(Point annotation dataset records)
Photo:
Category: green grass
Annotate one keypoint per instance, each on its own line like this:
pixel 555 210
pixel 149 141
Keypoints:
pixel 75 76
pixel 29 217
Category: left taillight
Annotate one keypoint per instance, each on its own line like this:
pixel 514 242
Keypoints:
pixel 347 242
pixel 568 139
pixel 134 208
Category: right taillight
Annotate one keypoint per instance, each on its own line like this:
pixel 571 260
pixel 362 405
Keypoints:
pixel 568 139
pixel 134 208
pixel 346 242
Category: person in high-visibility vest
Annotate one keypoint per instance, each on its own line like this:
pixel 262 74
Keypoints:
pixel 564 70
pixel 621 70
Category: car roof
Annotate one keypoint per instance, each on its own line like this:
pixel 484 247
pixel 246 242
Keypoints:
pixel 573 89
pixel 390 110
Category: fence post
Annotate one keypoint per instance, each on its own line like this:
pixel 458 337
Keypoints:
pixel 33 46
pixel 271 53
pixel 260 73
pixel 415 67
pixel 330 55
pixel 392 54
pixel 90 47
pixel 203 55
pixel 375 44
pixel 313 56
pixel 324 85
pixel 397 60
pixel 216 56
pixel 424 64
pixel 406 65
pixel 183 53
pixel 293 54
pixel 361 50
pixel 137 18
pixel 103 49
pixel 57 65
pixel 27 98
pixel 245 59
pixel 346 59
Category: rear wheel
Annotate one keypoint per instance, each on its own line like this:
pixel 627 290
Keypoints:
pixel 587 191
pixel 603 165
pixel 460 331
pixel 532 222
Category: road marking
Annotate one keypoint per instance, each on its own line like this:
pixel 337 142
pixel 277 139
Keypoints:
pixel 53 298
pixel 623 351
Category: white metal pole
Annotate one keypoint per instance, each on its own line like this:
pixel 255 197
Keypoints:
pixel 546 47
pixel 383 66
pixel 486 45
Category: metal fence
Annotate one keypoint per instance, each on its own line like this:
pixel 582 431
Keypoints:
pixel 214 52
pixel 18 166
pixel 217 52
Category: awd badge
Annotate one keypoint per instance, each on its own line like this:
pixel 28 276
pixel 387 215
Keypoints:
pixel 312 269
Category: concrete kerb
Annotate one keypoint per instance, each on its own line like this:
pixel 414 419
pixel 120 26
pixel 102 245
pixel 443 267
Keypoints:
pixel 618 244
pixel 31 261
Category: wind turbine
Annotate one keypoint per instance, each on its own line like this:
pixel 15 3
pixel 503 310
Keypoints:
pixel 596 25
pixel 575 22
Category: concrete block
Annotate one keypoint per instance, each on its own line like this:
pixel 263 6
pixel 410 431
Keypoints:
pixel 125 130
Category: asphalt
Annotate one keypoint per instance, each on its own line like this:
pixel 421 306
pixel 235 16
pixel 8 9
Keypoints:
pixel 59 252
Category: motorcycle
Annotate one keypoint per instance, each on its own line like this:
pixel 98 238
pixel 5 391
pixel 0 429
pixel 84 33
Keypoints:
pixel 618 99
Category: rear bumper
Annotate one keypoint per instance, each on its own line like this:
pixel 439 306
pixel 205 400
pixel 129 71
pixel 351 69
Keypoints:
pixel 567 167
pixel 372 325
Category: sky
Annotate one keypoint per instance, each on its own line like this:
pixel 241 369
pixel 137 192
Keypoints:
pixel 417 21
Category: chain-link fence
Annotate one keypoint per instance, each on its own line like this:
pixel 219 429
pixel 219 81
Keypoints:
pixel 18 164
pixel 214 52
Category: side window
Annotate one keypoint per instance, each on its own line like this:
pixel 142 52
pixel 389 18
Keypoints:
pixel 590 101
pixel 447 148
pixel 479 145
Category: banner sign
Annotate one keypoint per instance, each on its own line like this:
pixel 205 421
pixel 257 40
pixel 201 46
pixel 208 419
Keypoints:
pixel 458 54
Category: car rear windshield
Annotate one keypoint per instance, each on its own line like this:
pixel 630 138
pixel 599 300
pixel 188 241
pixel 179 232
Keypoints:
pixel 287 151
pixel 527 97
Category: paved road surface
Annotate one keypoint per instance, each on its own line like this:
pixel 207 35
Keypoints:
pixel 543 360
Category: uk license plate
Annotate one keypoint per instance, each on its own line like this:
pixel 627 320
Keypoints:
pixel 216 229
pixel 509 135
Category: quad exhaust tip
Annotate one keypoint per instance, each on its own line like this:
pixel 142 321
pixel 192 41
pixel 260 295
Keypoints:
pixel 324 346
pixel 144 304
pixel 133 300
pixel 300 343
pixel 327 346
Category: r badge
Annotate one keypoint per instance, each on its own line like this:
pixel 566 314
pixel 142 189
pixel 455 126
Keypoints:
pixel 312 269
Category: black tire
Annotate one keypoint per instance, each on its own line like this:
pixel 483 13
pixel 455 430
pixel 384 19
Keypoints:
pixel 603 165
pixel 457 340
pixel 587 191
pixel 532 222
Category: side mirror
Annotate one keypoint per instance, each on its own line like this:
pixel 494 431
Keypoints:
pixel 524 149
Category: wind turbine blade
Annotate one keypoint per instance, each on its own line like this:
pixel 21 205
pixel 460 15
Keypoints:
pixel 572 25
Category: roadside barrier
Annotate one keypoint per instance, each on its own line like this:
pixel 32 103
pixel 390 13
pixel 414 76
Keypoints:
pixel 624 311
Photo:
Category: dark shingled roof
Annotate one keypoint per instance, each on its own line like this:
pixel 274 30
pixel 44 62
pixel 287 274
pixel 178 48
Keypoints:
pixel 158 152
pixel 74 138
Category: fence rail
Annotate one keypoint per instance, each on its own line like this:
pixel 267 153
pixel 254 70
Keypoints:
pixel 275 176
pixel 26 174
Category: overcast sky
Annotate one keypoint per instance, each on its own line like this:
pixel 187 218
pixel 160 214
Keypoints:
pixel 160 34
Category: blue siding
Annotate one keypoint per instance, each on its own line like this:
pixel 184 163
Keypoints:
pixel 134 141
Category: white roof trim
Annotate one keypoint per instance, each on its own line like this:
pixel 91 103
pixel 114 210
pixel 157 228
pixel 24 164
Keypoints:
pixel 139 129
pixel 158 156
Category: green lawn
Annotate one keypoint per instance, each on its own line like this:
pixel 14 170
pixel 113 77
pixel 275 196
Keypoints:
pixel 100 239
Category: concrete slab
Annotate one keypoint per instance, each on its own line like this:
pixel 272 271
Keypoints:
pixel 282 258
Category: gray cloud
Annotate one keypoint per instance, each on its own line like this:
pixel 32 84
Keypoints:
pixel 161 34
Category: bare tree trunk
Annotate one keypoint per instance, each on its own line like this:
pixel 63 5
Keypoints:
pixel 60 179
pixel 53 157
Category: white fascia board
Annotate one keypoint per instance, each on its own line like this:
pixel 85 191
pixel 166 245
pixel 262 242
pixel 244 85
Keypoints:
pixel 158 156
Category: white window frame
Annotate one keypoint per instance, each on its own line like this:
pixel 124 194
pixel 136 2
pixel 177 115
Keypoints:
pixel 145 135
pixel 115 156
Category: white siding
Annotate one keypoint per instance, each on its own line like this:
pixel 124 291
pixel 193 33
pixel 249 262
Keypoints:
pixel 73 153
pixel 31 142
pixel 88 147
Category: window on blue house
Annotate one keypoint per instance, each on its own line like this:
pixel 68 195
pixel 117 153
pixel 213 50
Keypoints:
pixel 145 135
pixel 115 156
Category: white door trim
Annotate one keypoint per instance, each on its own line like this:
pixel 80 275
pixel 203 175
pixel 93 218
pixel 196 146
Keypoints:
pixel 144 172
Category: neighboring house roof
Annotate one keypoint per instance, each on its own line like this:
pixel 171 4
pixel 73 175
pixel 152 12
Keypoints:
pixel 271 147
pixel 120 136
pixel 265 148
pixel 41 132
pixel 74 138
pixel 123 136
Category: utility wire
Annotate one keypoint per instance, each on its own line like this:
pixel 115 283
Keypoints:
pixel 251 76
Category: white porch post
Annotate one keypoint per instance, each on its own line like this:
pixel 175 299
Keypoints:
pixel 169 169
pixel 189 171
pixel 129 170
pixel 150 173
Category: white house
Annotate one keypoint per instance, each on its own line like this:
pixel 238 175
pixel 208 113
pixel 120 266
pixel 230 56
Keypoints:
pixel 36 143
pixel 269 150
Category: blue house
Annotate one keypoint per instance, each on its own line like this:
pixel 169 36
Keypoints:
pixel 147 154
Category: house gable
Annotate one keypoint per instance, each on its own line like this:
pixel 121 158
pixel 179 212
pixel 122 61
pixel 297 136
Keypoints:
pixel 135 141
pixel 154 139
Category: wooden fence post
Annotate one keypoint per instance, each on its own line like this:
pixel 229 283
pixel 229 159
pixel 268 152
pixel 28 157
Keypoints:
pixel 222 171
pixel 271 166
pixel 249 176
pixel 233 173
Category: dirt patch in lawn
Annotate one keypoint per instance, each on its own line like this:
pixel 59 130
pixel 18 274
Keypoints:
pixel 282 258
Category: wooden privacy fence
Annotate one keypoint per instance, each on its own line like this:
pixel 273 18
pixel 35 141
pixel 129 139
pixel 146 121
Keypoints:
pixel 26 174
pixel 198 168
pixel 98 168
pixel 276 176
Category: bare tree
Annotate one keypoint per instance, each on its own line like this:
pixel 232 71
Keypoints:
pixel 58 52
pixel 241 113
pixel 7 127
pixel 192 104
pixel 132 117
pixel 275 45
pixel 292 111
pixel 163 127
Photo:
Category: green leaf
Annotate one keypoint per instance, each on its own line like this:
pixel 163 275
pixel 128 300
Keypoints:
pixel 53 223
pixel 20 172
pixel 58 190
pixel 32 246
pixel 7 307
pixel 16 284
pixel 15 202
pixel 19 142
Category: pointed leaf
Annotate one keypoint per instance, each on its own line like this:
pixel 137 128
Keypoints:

WHAT IS ASKED:
Put the lines of the entries into a numbered list, starting with the line that contains "Category: person in high-visibility vest" and going on through the line that contains "pixel 346 59". Include both of those lines and leave out any blank lines.

THE RESULT:
1. Category: person in high-visibility vest
2. Annotate one keypoint per instance, each on its own line like this:
3. pixel 262 74
4. Keypoints:
5. pixel 564 70
6. pixel 621 70
7. Category: car roof
8. Annotate one keypoint per instance, each on its own line like this:
9. pixel 484 247
10. pixel 246 242
11. Keypoints:
12. pixel 573 89
13. pixel 390 110
14. Category: fence post
15. Annotate one keypoint per instance, each on its own line like this:
16. pixel 458 337
17. Keypoints:
18. pixel 33 46
19. pixel 271 53
20. pixel 260 73
21. pixel 415 67
22. pixel 330 55
23. pixel 392 54
24. pixel 90 47
25. pixel 203 55
26. pixel 375 44
27. pixel 313 56
28. pixel 324 85
29. pixel 397 60
30. pixel 216 56
31. pixel 424 64
32. pixel 406 65
33. pixel 183 53
34. pixel 293 54
35. pixel 361 50
36. pixel 137 18
37. pixel 103 49
38. pixel 57 65
39. pixel 27 98
40. pixel 245 59
41. pixel 346 59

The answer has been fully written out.